%%

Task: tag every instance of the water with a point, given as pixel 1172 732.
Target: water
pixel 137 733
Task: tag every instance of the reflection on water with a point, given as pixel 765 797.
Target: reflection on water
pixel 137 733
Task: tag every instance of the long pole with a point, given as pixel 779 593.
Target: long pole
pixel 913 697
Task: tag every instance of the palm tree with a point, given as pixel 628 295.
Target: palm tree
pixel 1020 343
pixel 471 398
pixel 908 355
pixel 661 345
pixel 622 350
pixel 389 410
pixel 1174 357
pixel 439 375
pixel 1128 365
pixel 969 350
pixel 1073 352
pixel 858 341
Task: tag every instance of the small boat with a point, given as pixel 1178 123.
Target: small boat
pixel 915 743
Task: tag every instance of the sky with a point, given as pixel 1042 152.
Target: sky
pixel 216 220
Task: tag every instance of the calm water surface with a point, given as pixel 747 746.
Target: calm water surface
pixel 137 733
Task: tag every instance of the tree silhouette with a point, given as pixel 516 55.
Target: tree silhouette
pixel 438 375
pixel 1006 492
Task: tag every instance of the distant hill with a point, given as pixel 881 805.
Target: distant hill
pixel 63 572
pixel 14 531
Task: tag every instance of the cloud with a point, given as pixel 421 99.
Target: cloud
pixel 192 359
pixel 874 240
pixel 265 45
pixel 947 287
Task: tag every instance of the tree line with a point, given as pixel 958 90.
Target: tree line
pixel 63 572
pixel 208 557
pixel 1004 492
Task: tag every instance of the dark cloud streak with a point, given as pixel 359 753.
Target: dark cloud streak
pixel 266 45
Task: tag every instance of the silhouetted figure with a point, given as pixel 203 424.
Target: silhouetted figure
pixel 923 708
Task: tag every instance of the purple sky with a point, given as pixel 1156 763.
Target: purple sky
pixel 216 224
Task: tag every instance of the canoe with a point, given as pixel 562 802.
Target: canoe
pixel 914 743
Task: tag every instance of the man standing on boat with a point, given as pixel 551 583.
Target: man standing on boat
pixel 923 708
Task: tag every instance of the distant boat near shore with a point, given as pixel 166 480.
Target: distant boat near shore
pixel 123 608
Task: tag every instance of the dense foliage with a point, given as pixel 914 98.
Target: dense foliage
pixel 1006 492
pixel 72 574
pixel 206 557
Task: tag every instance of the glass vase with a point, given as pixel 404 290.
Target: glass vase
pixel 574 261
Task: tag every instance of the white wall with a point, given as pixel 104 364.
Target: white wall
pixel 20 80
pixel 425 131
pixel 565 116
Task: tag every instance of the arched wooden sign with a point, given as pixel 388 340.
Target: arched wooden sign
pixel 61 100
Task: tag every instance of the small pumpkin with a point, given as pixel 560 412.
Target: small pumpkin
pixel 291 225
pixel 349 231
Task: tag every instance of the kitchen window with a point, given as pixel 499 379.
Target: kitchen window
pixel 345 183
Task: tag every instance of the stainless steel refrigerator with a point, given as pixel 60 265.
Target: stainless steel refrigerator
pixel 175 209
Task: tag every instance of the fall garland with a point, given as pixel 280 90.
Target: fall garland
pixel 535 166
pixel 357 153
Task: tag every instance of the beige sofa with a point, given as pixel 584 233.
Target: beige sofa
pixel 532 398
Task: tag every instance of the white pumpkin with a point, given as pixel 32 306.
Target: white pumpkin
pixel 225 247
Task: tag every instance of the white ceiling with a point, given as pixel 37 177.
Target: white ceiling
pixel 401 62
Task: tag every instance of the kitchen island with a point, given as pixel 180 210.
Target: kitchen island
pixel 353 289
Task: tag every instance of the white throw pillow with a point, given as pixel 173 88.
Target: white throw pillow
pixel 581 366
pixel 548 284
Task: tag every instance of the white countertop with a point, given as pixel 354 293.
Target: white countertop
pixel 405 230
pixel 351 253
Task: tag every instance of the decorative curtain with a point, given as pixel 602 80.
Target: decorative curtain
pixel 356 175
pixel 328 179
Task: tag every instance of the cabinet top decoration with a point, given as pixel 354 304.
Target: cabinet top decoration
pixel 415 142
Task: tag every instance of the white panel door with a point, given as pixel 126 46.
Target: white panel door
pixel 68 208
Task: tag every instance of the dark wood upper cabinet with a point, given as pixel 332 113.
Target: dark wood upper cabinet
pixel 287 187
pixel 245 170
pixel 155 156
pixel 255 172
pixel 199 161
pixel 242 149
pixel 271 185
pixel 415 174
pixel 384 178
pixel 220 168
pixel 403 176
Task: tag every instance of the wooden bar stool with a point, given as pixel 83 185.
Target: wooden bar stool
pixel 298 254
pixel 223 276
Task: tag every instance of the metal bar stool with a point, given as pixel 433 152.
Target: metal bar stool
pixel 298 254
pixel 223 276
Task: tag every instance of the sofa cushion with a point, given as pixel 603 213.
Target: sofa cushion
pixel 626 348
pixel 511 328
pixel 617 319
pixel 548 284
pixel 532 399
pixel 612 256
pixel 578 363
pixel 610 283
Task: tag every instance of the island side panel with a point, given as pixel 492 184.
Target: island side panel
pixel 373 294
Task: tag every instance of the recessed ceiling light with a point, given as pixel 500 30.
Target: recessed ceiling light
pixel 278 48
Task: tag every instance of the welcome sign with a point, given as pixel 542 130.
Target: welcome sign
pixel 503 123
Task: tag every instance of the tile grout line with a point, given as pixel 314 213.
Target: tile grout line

%%

- **Directions for this task**
Restate exactly, and only, the line containing "Target: island side panel" together with all lines after it to the end of the material.

- **Task result**
Target: island side panel
pixel 373 294
Task: tag every instance of the recessed ceiling light with a point, given as pixel 500 30.
Target: recessed ceiling light
pixel 278 48
Task: tag every instance of the welcome sign with a point, given as pixel 542 130.
Target: welcome sign
pixel 503 123
Task: tag every instance of the tile grout line with a point, given as pixel 314 213.
Target: tile grout line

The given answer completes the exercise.